| DIRECTIONS |
1. In the pellet stove forum thread, which two buttons do you press together to show the exhaust temperature, and for how long?
2. From the pellet stove thread, copy the passage starting at "Hummmm about the" and ending at "a temp fix.".
3. Write a continuation of the pellet stove thread that picks up after its last post.

How or which button do you press to get exhaust temp???? First time I've heard of this.

Cheers


----------



## hyfire (Nov 3, 2013)

I was counting from the time I turned on the stove, until I saw a visible flame, but it varies sometimes its a few minutes and sometimes its really long to start. It takes a good 20-30 minutes after that to get a  good flame.  You need to press the auger feed prime button and the + heat button  at the same time for 2 seconds.  The display will stay on even when the stove is off, press again to clear the same way.  If you unplug the stove then it clears automatically.  I usually run around 250-275 on high and about 210 on med high settings.  I don;t like to burn under 200 as creosote can form more at lower temps.  The wifi T stat if working well also. I have it set for a tight .5 degree swing otherwise it times out and restarts when idle for a long time with pilot set to auto.


----------



## hyfire (Nov 3, 2013)

I am glad I bought my $25 magnehelic to see how well the chimney is working, here is a pic I am getting a good reading...


----------



## Love the Heat (Nov 4, 2013)

hyfire said:


> I was counting from the time I turned on the stove, until I saw a visible flame, but it varies sometimes its a few minutes and sometimes its really long to start. It takes a good 20-30 minutes after that to get a  good flame.  You need to press the auger feed prime button and the + heat button  at the same time for 2 seconds.  The display will stay on even when the stove is off, press again to clear the same way.  If you unplug the stove then it clears automatically.  I usually run around 250-275 on high and about 210 on med high settings.  I don;t like to burn under 200 as creosote can form more at lower temps.  The wifi T stat if working well also. I have it set for a tight .5 degree swing otherwise it times out and restarts when idle for a long time with pilot set to auto.



Thx for the info,,,I just noticed in your signature the "modded for clinkerless"

Can you explain in a few words!! I must of missed that thread
Regards


----------



## rayterio (Nov 4, 2013)

hyfire said:


> Well, I started the 1st burn on the new ECO-65 and I see some improvements could be incorporated
> 
> 
> Cons:
> ...


 Hi,  I do have an ECO-65 and quite please with it, but I noticed that  if I look right down to my door, I can see the flames, meaning that the face of the stove warped under the high heat.  Do you have the same problem?


----------



## rayterio (Nov 4, 2013)

hyfire said:


> I am glad I bought my $25 magnehelic to see how well the chimney is working, here is a pic I am getting a good reading...
> 
> ]
> How did you installed the magnehelic ?


----------



## Love the Heat (Nov 4, 2013)

rayterio said:


> Hi,  I do have an ECO-65 and quite please with it, but I noticed that  if I look right down to my door, I can see the flames, meaning that the face of the stove warped under the high heat.  Do you have the same problem?


Hummmm about the door gasket??, hard to believe it's warp but who knows, maybe take a straight edge
and put it on the face of the stove with the door open to verify for sure if it is indeed warped...


----------



## hyfire (Nov 4, 2013)

I have modded the burn pot to prevent pellets falling down until they burn down, sometimes upon start up the un burnt pellets fall down into the ash pan.  I also can tell you how to fix the door problem but its not the door itself, I;m working with SBI for a better fix..  Turn the heat down for now to resolve the issue. Press the auger feed key and plus button, this will show your exhaust temps, keep them around 240 you will be ok.  You can tighten the door one turn, as a temp fix.

| RECORDS PROVIDED |

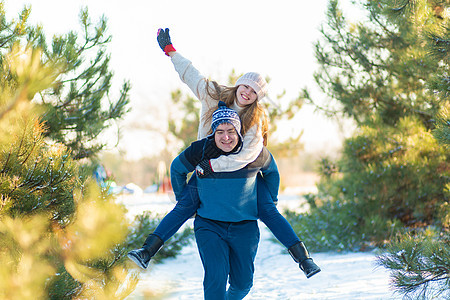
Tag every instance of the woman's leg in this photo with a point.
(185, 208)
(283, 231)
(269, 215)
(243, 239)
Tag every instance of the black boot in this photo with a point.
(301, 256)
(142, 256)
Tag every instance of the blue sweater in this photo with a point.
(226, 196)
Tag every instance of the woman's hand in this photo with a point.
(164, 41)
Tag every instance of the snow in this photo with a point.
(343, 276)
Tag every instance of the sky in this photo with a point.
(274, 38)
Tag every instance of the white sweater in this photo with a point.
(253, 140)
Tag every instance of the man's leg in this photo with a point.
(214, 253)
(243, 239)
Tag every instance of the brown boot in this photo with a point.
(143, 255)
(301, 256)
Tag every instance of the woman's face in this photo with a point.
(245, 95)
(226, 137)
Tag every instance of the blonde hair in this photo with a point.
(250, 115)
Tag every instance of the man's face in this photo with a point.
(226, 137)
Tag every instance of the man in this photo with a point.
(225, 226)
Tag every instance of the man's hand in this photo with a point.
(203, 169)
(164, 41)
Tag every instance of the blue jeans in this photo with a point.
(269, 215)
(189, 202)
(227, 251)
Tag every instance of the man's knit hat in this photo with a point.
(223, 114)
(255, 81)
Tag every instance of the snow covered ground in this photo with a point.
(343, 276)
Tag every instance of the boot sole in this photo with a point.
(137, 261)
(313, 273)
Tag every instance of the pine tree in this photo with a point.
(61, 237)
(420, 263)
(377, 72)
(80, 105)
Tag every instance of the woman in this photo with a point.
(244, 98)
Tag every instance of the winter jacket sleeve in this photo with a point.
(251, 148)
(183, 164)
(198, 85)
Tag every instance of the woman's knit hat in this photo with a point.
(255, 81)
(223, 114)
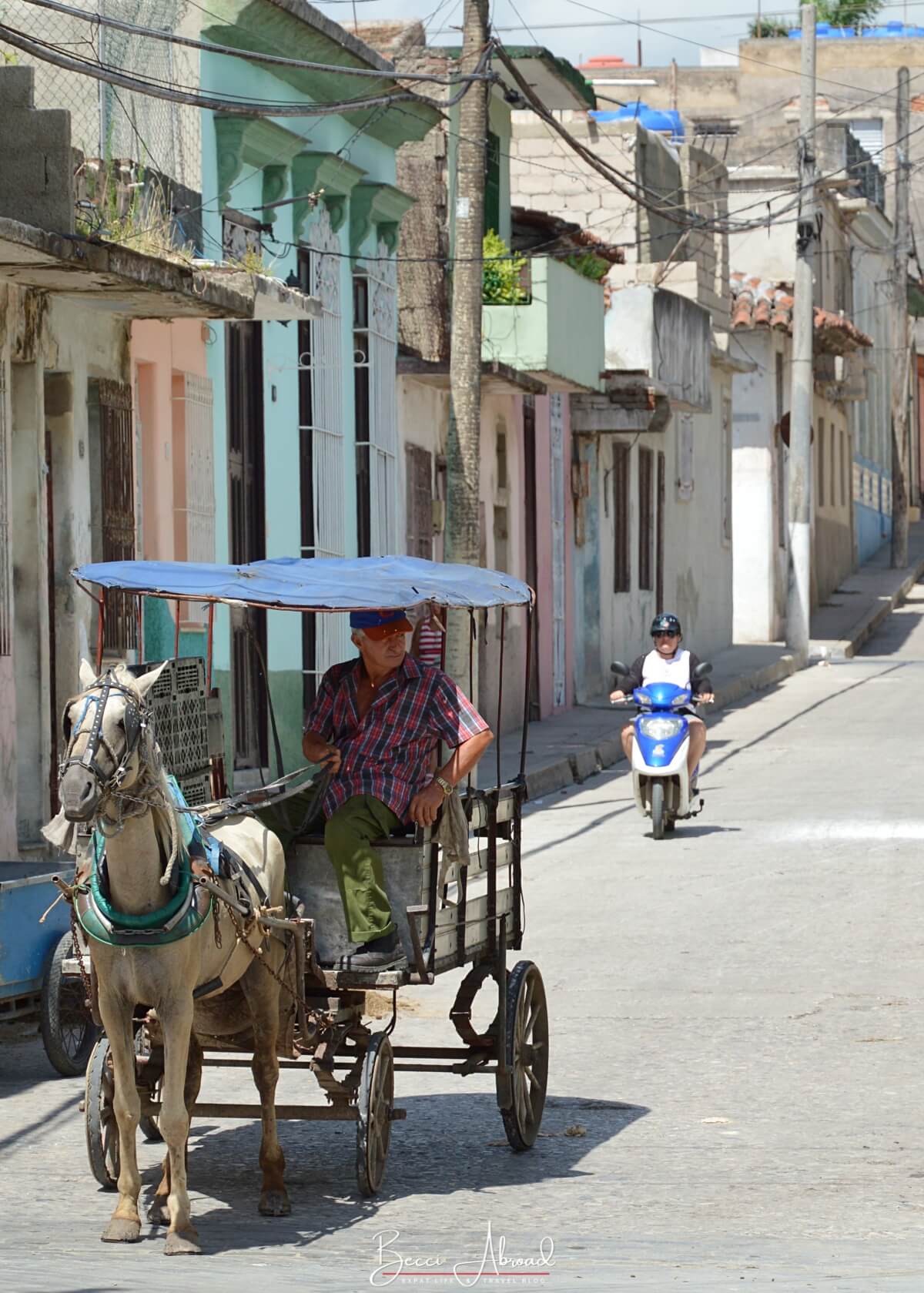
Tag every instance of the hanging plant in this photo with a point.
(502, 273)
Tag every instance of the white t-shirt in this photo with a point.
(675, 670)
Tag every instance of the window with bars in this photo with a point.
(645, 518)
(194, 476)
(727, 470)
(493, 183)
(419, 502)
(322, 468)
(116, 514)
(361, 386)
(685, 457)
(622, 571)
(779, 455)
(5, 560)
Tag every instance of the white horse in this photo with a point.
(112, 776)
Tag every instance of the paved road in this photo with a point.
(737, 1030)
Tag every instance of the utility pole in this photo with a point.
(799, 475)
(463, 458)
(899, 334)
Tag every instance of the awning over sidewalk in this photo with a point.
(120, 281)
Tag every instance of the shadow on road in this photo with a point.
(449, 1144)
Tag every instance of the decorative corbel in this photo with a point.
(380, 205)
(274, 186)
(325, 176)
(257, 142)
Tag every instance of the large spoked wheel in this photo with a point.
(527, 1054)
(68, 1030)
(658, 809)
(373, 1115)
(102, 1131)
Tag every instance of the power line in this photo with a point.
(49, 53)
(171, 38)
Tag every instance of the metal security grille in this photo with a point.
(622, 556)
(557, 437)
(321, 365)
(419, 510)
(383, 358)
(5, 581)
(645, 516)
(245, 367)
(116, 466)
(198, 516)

| ANSWERS TO THE TASKS |
1. The auger feed prime button and the + heat button, for 2 seconds.

2.
Hummmm about the door gasket??, hard to believe it's warp but who knows, maybe take a straight edge
and put it on the face of the stove with the door open to verify for sure if it is indeed warped...


----------



## hyfire (Nov 4, 2013)

I have modded the burn pot to prevent pellets falling down until they burn down, sometimes upon start up the un burnt pellets fall down into the ash pan.  I also can tell you how to fix the door problem but its not the door itself, I;m working with SBI for a better fix..  Turn the heat down for now to resolve the issue. Press the auger feed key and plus button, this will show your exhaust temps, keep them around 240 you will be ok.  You can tighten the door one turn, as a temp fix.

3.
----------



## Love the Heat (Nov 5, 2013)

hyfire said:


> I have modded the burn pot to prevent pellets falling down until they burn down, sometimes upon start up the un burnt pellets fall down into the ash pan.  I also can tell you how to fix the door problem but its not the door itself, I;m working with SBI for a better fix..  Turn the heat down for now to resolve the issue. Press the auger feed key and plus button, this will show your exhaust temps, keep them around 240 you will be ok.  You can tighten the door one turn, as a temp fix.


I'm missing something on this  "auger and plus button"!   will this show if I'm not burning pellets???
or do I have to wait that it's in full strenght????
Cheers


----------



## hyfire (Nov 5, 2013)

Love the Heat said:


> I'm missing something on this  "auger and plus button"!   will this show if I'm not burning pellets???
> or do I have to wait that it's in full strenght????
> Cheers


You can press  the 2 buttons while its running or not, anytime does not matter!  Better with it running since the the auger feed can run if you press it before the + button.


----------



## hyfire (Nov 5, 2013)

You should get a thermometer and put it above the door like my picture this way you can see whats a good temp. I find 400F is OK, but Ive seen 650F on a long extended high  burn, and that is HOT! 250 exh temp is what I like to run at though.


----------



## Love the Heat (Nov 5, 2013)

hyfire said:


> You should get a thermometer and put it above the door like my picture this way you can see whats a good temp. I find 400F is OK, but Ive seen 650F on a long extended high  burn, and that is HOT! 250 exh temp is what I like to run at though.


OK thx and I also have a thermometer above the door


----------



## Love the Heat (Nov 5, 2013)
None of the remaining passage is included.